_Stated goal_
Rescale the records below, reproducing every line, requests included, starting with the line containing "Note: point to every instance of the dense" and going on through the line containing "x=572, y=331". Multiply each answer coordinate by 2.45 and round it to a whole number, with halves rounded up, but leave the numbers in the requests and their format samples unchanged.

_ _ _

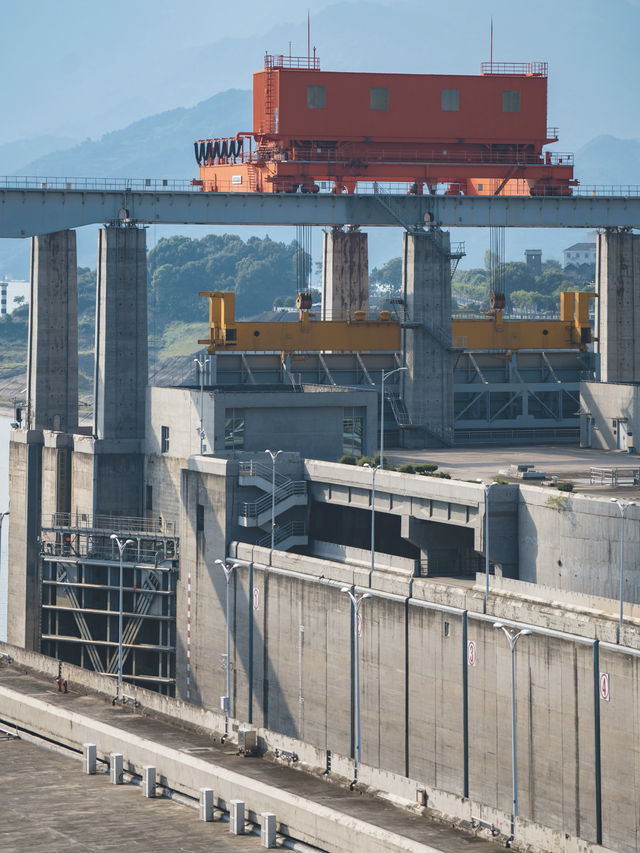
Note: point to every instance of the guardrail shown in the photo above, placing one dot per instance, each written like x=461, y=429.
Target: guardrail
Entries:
x=154, y=185
x=115, y=524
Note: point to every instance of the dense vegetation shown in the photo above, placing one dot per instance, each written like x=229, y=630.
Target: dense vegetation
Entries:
x=525, y=291
x=262, y=273
x=258, y=271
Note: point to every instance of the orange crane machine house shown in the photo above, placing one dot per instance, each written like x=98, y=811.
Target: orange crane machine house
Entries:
x=478, y=135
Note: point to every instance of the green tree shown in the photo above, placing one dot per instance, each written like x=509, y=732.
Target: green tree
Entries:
x=388, y=276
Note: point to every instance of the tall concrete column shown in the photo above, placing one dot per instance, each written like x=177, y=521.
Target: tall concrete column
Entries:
x=345, y=274
x=617, y=283
x=52, y=371
x=428, y=385
x=23, y=586
x=121, y=333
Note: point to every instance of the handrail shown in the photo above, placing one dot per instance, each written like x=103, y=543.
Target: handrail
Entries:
x=399, y=188
x=535, y=69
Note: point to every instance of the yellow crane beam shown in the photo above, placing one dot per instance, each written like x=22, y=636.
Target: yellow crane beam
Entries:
x=572, y=331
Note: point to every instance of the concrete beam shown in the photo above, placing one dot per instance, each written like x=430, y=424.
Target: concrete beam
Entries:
x=27, y=211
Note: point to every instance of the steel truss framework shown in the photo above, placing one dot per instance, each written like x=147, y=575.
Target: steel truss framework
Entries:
x=532, y=396
x=80, y=585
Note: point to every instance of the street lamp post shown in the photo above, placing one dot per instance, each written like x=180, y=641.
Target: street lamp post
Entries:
x=356, y=601
x=513, y=638
x=228, y=571
x=487, y=488
x=2, y=515
x=384, y=377
x=121, y=546
x=373, y=470
x=623, y=506
x=274, y=456
x=202, y=363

_ _ _

_Finished exercise_
Note: point to every instance of the dense vegetation shown in the photo above, placing one dot per instance, each written like x=229, y=630.
Target: dense vegetation
Entries:
x=1286, y=713
x=642, y=669
x=632, y=664
Note: point to every instance of the orange crane machine house shown in the photo above, placing one dot per instance, each written like x=98, y=811.
Target: orange crane machine house
Entries:
x=1171, y=331
Note: point to every instance of the green tree shown in the photo above, placing one dot per instance, each written like x=509, y=732.
Target: green tree
Entries:
x=951, y=676
Note: point to every instance of the tall concrete column shown in the photo above, placing one dot per instance, each written like x=177, y=521.
Target: tall concrete column
Entries:
x=845, y=671
x=1512, y=693
x=127, y=909
x=1049, y=943
x=56, y=1436
x=296, y=816
Note: point to every instance of the handrail shown in the photo above, placing one dot per instance, each written like x=103, y=543.
Target: handrail
Entries:
x=978, y=461
x=1311, y=169
Note: point to every instance of the yellow crane beam shown in the photo above, placing one dot per instance, each written like x=22, y=636.
Target: yellow crane beam
Entries:
x=1401, y=811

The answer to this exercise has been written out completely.